- **Fonte**:
====================

La festosità così tipica del gruppo, devo dire che non inficia la riflessione che, inevitabilmente, questo brano porta con sé. Il tamburello, che comunque nei Calanti non è mai sguaiato, qui imita quasi, con il battito forte della mano, il passo delle operaie che soffrono nell'andare al lavoro in quelle condizioni disumane. Il brano, nonostante l'ironia che spesso porta a sottovalutare la musica di protesta del Sud Italia rispetto ai ben più noti e forti canti delle mondine, è un brano dove, tra l'altro si chiede l'allontanamento della capa del magazzino.
Ed ecco una particolarissima interpretazione di "Santu Paulu" che, contrariamente alla versione in studio che inizia a cappella ma direttamente veloce, qui inizia lenta, e diventa veloce con l'entrata dell'armonica, strumento che, ingiustamente, la riproposta sottovaluta.
Nel testo, cosa poco comune perché c'è ormai il mito della donna tarantata, si fa cenno ai casi, meno numerosi ma non per questo assenti, di tarantismo maschile.

====================

- **Dati forniti**:
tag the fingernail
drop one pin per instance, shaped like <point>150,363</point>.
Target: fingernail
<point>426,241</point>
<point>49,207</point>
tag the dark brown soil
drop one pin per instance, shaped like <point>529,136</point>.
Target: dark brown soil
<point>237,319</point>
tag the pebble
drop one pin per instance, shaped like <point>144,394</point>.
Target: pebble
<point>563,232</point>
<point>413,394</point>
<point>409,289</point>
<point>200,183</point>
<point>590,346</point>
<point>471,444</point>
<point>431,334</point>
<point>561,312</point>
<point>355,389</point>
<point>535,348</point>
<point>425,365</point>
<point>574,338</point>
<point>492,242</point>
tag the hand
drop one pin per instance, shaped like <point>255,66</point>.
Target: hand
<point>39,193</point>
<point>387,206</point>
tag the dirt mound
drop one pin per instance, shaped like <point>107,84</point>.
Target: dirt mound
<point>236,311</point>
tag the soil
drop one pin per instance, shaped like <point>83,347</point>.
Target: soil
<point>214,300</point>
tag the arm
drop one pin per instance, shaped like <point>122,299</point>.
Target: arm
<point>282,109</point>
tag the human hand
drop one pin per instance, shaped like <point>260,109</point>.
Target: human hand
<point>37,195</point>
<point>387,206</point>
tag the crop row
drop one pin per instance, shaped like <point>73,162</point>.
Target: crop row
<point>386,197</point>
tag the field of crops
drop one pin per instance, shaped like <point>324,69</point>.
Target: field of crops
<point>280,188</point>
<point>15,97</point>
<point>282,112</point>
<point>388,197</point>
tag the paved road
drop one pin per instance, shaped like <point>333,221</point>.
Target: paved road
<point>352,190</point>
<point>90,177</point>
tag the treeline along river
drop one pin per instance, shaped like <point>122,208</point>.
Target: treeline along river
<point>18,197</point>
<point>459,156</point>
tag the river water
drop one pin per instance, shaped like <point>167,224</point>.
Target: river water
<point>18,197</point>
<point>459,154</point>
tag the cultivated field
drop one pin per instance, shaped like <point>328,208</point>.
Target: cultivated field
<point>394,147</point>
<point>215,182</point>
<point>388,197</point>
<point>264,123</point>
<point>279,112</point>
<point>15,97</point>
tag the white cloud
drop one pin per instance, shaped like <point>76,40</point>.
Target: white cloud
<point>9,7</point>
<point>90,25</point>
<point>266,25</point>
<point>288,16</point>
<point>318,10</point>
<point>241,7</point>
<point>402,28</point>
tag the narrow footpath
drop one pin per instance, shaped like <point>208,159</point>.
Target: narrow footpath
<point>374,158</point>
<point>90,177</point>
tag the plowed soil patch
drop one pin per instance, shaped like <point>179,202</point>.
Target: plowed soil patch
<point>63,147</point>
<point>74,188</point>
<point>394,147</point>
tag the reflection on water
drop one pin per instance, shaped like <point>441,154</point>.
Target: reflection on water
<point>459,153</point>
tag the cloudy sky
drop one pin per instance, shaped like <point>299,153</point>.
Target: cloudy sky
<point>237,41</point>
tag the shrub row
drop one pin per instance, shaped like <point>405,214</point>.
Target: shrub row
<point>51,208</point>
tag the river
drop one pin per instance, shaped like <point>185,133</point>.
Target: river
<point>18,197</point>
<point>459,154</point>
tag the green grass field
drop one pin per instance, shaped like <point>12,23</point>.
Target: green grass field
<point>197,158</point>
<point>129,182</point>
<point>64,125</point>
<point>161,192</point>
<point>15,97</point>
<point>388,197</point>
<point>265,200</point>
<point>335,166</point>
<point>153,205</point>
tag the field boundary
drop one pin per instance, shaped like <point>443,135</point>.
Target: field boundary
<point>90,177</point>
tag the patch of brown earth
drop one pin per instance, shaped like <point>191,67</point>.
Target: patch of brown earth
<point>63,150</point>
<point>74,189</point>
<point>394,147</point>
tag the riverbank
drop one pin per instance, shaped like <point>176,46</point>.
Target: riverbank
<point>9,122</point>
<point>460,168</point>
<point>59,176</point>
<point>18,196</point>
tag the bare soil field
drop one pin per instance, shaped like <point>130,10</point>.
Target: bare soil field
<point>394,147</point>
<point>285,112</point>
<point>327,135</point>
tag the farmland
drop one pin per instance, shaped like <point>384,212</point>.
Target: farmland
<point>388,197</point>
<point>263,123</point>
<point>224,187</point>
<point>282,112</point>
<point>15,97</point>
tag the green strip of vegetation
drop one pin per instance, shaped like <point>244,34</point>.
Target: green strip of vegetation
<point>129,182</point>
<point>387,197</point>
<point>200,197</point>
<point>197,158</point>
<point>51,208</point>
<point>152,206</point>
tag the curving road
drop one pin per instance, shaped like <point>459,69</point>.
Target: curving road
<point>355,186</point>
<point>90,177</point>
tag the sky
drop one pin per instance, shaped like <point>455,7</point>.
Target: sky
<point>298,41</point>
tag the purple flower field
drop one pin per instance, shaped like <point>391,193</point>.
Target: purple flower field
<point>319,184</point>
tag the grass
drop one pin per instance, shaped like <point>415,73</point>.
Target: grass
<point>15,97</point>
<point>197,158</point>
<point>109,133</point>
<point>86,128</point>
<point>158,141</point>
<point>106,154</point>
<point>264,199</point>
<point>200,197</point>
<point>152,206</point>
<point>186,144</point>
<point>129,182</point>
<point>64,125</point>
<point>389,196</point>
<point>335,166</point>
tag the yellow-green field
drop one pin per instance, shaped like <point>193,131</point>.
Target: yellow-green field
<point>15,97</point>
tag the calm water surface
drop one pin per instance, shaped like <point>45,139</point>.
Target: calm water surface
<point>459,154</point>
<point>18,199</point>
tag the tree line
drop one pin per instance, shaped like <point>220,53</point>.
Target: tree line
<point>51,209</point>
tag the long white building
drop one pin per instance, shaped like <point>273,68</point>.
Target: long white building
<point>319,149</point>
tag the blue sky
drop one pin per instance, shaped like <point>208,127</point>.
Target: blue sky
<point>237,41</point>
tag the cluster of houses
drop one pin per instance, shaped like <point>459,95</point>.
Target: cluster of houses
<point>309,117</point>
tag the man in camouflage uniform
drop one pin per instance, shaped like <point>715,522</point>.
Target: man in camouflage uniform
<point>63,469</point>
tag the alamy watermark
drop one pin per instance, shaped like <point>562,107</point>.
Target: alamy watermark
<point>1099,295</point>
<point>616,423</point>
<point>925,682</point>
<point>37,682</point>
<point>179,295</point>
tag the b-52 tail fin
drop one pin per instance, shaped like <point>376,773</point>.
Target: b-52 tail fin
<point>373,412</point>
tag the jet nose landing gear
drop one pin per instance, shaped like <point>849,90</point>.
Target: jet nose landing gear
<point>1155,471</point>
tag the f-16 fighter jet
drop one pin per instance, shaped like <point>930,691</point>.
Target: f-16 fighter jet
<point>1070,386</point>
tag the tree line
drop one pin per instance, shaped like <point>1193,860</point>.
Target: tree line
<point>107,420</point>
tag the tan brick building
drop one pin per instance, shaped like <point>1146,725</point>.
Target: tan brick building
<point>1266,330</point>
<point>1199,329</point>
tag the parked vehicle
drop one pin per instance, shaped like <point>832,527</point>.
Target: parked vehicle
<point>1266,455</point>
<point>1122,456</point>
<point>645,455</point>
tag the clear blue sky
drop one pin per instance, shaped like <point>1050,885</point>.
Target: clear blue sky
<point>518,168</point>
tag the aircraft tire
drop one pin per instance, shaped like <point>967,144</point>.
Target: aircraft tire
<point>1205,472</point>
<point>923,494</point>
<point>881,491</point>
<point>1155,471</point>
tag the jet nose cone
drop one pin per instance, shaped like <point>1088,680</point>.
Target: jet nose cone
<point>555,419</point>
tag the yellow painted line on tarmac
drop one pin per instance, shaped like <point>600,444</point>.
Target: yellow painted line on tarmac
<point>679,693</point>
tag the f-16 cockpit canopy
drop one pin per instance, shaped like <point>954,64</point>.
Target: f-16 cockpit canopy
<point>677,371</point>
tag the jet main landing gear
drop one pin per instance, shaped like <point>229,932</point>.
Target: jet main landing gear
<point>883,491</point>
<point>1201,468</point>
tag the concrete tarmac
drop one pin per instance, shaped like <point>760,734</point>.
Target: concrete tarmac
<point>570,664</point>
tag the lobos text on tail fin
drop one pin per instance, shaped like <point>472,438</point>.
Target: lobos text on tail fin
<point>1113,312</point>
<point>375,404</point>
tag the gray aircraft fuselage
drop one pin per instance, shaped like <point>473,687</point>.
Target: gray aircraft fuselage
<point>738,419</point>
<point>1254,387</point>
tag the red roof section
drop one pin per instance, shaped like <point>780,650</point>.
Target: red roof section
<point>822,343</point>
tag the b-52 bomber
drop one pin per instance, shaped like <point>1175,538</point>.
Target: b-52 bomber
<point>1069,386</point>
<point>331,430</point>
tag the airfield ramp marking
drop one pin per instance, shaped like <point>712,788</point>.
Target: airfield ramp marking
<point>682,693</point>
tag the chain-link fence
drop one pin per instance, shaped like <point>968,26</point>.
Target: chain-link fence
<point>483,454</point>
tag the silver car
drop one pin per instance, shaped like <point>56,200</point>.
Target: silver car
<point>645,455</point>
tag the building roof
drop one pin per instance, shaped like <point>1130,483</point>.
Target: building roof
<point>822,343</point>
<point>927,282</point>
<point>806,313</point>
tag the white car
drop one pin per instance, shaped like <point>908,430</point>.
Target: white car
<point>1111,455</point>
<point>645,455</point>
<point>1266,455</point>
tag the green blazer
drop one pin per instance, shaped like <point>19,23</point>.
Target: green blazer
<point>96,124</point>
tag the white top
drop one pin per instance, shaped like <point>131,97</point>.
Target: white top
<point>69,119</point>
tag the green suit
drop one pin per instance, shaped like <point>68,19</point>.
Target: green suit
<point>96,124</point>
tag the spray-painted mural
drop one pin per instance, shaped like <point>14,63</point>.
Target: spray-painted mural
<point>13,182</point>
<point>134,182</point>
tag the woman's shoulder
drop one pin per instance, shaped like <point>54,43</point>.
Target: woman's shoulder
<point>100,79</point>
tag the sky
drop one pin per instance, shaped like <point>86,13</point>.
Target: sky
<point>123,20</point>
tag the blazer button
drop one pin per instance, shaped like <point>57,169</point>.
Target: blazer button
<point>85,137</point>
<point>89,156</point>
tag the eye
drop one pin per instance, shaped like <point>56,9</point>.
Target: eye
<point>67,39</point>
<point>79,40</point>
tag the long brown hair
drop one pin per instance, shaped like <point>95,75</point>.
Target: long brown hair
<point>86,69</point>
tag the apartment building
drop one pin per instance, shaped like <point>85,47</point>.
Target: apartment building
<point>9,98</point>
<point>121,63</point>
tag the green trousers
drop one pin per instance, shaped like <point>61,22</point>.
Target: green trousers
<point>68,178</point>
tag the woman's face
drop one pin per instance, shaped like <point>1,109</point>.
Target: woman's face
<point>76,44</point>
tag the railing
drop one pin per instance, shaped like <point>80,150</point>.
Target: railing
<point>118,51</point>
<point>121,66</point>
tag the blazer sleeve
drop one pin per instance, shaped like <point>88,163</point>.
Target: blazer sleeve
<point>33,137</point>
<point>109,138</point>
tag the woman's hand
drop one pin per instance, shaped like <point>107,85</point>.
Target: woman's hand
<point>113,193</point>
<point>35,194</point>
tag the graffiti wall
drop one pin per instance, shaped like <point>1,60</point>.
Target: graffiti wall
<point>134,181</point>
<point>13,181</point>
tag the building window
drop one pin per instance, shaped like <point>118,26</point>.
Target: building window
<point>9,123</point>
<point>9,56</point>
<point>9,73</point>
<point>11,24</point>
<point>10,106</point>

====================

- **Dettagli del compito**:
Trascriva parola per parola dalla fonte sui brani dei Calanti il passo che comincia con "Ed ecco una" e prosegue fino a "la riproposta sottovaluta.".

- **Risposta al compito**:
Ed ecco una particolarissima interpretazione di "Santu Paulu" che, contrariamente alla versione in studio che inizia a cappella ma direttamente veloce, qui inizia lenta, e diventa veloce con l'entrata dell'armonica, strumento che, ingiustamente, la riproposta sottovaluta.